TASK DETAILS — Return the material below verbatim, every line in its original order, with no changes of any kind.
++++++++++
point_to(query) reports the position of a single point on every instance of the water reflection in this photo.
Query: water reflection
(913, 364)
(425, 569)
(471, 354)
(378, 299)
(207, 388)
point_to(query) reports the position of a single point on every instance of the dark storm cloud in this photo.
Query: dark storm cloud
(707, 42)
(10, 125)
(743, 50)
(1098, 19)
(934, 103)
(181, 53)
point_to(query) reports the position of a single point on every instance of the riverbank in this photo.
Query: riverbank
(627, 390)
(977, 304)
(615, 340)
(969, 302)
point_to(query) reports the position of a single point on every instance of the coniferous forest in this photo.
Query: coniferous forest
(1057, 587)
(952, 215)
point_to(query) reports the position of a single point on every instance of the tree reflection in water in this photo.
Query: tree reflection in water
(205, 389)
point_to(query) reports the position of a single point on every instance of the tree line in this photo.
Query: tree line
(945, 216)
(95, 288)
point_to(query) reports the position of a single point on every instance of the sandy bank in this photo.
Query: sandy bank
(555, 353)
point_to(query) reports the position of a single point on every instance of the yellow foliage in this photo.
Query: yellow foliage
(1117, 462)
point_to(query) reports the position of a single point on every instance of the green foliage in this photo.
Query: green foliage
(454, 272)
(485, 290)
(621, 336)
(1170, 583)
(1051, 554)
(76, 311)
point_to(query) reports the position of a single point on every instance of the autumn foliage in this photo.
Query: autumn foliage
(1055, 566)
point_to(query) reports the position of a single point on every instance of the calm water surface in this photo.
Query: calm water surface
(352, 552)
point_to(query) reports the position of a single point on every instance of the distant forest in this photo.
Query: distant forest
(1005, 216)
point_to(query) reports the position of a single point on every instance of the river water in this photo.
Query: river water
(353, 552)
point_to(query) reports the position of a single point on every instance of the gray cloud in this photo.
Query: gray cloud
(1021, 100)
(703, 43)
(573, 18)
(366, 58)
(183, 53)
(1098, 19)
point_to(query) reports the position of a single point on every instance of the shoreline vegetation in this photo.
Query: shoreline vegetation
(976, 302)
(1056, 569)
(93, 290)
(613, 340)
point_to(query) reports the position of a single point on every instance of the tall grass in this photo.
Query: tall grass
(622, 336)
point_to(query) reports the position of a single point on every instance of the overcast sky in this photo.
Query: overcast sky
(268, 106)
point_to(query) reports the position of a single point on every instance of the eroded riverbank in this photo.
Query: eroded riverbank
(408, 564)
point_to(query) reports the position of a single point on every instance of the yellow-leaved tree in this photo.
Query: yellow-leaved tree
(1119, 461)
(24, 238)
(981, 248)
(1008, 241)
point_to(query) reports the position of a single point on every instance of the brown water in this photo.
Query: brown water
++++++++++
SOLUTION —
point_to(query) reports the position of a single point on every instance of the water reflection in this photo.
Query: water reflection
(913, 364)
(425, 569)
(471, 354)
(378, 299)
(207, 388)
point_to(query) reports the position of a single point on every instance of the dark storm cloud in this photo.
Query: dark storm cloud
(707, 42)
(10, 125)
(743, 50)
(1098, 19)
(934, 103)
(181, 53)
point_to(query) reports the position of a single point on every instance of the riverbank in this photo.
Query: riverbank
(627, 390)
(977, 304)
(615, 340)
(969, 302)
point_to(query) reports the position of a single point on every instance of the coniferous forest in this photo.
Query: coniferous forest
(1057, 587)
(952, 215)
point_to(query) reports the position of a single point on every instance of the tree reflection in water in this photo.
Query: tree reflection in water
(205, 389)
point_to(query) reports the position of a single point on every instance of the tree line in this photo.
Query: tree line
(945, 216)
(95, 288)
point_to(query) reports the position of a single point on every instance of the sandy bank in this photo.
Query: sandy bank
(555, 353)
point_to(query) reports the position of a single point on every instance of the yellow foliage in this photo.
Query: yellow foliage
(1117, 462)
point_to(query) reports the position of a single point on every instance of the green foliage in this photo.
Query: green foliage
(454, 272)
(485, 290)
(621, 336)
(1170, 583)
(1051, 554)
(76, 311)
point_to(query) reports the position of a single point on every instance of the autumn foliage in this photo.
Query: autumn foliage
(1055, 566)
point_to(query) reports the position of a single point on every instance of the calm water surface in this photo.
Query: calm water surface
(352, 552)
point_to(query) reports the position of a single point on every instance of the distant forest in this photo.
Query: distant forest
(1005, 216)
point_to(query) reports the position of a single point on every instance of the river water in this photo.
Query: river water
(353, 552)
point_to(query) reports the position of a single point on every instance of the gray cloud in this photo.
Query: gray cloud
(1021, 100)
(703, 43)
(573, 18)
(366, 58)
(183, 53)
(1098, 19)
point_to(query) reports the position of a single point on every instance of the shoreline vegetation in this photo.
Query: shoreline vegetation
(976, 302)
(1056, 569)
(93, 290)
(613, 340)
point_to(query) reports the position of a single point on every instance of the tall grass in this photo.
Query: tall grass
(622, 336)
point_to(query) reports the position of a single point on every instance of the overcast sky in this photo.
Query: overcast sky
(268, 106)
point_to(query) reports the position of a single point on every instance of the eroded riverbank in this photo.
Query: eroded riverbank
(408, 564)
point_to(query) reports the position of a single point on every instance of the yellow-leaved tree in this photo.
Query: yellow-leaved tree
(1119, 461)
(24, 238)
(981, 248)
(1008, 241)
point_to(query) reports the position of a single point on every instance of the brown water in this photo.
Query: brown water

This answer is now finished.